### COMPLETE THE FOLLOWING:
1/ Summarize the court opinion in two sentences.
2/ According to the court opinion, how much money did the robbers take from the two station employees?

### PAGE EXTRACT:
--- BEGIN ---
State v. Kane

Annotate this Case

218 Kan. 13 (1975)

542 P.2d 335

STATE OF KANSAS, Appellee, v. JOHN JAMES KANE, Appellant.

No. 47,632

Supreme Court of Kansas.

Opinion filed November 8, 1975.

Michael J. Peterson, of Kansas City, argued the cause and was on the brief for the appellant.

Reid F. Holbrook, assistant district attorney, argued the cause, and Curt T. Schneider, attorney general, and Nick A. Tomasic, district attorney, were with him on the brief for the appellee.

The opinion of the court was delivered by


This is a direct appeal by defendant-appellant, John Kane, from his conviction following a trial to a jury for aggravated robbery as defined by K.S.A. 21-3427. The only real issue in the case was the identity of the defendant as the robber.

The record discloses that on January 11, 1973, the Economy Oil Company, a gasoline station, located at 2616 Parallel in Kansas City, Kansas, was robbed. At about 8:00 p.m. two station employees, George Nelson and Edwin Baker, were preparing to close the station when three armed men entered and forced them into an office. The robbers demanded money from the company safe. Nelson and Baker informed their assailants that they did not know the combination to the safe and could not open it. The victims were then ordered to lie on the floor and were relieved of their own money totaling $3.20. As the robbers fled on foot, one turned and fired his pistol. The shot slightly wounded Baker.

As soon as the robbers departed Nelson and Baker telephoned police to report the robbery. They described the attire and stature of the holdup men to the police dispatcher. One individual was *14 described as tall, dressed in brown pants, brown shirt and black coat and wearing a ski mask. Another wore brown pants, a corduroy jacket, stocking cap and high-topped shoes. He was described as short with his face obscured by a woman's nylon stocking. No description of the third robber was given. Baker further told police that a man dressed in clothing identical to that worn by one of the robbers had driven into the station in a green and white Lincoln automobile earlier the same day.
--- END ---
Region annotation entries:
--- BEGIN ---
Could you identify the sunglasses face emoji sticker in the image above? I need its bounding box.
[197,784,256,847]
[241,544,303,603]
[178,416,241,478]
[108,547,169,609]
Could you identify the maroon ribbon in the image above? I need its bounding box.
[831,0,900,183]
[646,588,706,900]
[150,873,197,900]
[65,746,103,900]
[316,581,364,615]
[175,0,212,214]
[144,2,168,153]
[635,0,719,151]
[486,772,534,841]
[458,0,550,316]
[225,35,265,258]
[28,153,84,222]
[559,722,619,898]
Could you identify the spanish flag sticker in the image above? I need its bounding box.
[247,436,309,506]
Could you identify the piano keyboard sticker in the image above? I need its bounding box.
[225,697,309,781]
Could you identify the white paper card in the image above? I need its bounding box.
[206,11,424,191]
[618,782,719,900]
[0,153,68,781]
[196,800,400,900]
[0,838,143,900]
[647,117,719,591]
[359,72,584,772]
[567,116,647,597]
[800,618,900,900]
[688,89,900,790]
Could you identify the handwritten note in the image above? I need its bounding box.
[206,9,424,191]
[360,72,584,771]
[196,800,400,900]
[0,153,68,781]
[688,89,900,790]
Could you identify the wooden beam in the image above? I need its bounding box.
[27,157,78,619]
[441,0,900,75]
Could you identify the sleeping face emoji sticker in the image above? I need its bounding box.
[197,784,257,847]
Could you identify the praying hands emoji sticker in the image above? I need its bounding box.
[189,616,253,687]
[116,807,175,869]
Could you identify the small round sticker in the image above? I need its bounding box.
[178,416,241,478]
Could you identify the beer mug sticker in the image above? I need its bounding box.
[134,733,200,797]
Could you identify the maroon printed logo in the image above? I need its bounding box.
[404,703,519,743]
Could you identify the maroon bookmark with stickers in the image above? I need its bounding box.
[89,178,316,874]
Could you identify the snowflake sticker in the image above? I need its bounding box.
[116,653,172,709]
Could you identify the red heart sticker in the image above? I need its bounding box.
--- END ---
### ANSWER LIST:
1/ John Kane appealed his jury conviction for aggravated robbery to the Supreme Court of Kansas, and the only real issue was whether he was the robber. On January 11, 1973, three armed men robbed the Economy Oil Company gasoline station in Kansas City, Kansas, took $3.20 from two employees, and one fired a shot that slightly wounded Baker as they fled.

2/ $3.20.